→ **TO BE DONE**
State how many lines in the entries below contain the string "leafy". Reply with the number alone.

→ **GIVEN INFORMATION**
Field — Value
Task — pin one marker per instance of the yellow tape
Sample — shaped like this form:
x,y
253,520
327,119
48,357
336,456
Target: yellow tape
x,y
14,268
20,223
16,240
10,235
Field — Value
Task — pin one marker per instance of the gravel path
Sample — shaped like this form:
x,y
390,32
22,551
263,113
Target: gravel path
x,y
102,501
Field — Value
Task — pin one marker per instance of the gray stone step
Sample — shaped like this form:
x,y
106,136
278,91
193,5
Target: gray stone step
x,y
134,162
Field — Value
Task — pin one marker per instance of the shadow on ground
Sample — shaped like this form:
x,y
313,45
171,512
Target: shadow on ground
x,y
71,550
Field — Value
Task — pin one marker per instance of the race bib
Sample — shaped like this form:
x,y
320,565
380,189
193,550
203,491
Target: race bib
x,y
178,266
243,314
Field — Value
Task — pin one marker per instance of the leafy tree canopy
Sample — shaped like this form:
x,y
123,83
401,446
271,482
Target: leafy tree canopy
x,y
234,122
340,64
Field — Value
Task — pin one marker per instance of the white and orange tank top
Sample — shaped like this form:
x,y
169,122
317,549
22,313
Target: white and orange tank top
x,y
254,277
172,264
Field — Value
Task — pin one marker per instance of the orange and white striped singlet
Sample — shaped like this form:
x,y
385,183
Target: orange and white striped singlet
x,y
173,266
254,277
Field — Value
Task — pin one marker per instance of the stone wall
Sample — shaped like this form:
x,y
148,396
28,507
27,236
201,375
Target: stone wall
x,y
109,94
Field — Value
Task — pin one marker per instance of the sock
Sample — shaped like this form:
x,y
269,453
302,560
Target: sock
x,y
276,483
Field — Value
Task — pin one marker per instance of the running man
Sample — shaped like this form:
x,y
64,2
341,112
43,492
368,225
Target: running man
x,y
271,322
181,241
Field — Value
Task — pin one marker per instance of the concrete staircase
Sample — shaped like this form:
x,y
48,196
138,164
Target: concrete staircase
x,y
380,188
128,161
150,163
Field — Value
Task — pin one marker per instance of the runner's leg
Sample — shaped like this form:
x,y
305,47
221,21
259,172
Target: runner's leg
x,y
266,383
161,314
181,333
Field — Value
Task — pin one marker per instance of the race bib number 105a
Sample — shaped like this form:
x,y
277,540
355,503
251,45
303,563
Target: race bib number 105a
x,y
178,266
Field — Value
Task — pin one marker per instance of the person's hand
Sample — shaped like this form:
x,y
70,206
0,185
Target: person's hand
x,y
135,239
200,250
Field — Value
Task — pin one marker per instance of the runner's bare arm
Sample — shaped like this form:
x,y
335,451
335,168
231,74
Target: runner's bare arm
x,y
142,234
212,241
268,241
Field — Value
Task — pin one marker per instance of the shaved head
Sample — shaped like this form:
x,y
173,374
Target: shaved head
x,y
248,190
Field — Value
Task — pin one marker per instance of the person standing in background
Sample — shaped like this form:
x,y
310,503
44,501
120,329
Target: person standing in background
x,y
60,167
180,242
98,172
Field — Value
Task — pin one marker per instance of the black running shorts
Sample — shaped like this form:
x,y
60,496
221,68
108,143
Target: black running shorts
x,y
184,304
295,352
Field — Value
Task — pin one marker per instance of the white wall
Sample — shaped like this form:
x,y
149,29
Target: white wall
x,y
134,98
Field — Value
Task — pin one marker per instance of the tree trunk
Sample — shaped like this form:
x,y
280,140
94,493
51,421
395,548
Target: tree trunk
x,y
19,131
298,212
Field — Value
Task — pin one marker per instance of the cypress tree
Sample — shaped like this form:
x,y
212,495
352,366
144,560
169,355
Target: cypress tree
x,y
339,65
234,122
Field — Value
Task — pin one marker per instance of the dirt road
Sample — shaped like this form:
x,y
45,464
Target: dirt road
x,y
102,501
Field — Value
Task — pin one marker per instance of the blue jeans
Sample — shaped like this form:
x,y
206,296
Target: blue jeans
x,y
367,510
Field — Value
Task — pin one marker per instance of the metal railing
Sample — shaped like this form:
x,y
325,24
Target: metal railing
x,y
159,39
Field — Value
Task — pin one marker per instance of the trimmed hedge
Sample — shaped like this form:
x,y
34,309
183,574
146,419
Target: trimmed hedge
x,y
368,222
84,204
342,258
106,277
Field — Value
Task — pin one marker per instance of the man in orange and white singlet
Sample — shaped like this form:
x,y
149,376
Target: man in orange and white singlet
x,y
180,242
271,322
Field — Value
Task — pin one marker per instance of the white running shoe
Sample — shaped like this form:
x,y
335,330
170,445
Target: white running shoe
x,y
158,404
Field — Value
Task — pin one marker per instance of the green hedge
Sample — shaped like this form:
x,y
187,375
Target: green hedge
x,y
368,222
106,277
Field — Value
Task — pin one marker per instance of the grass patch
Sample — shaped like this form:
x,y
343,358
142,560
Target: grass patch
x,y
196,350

→ **RESPONSE FOR THIS EXERCISE**
2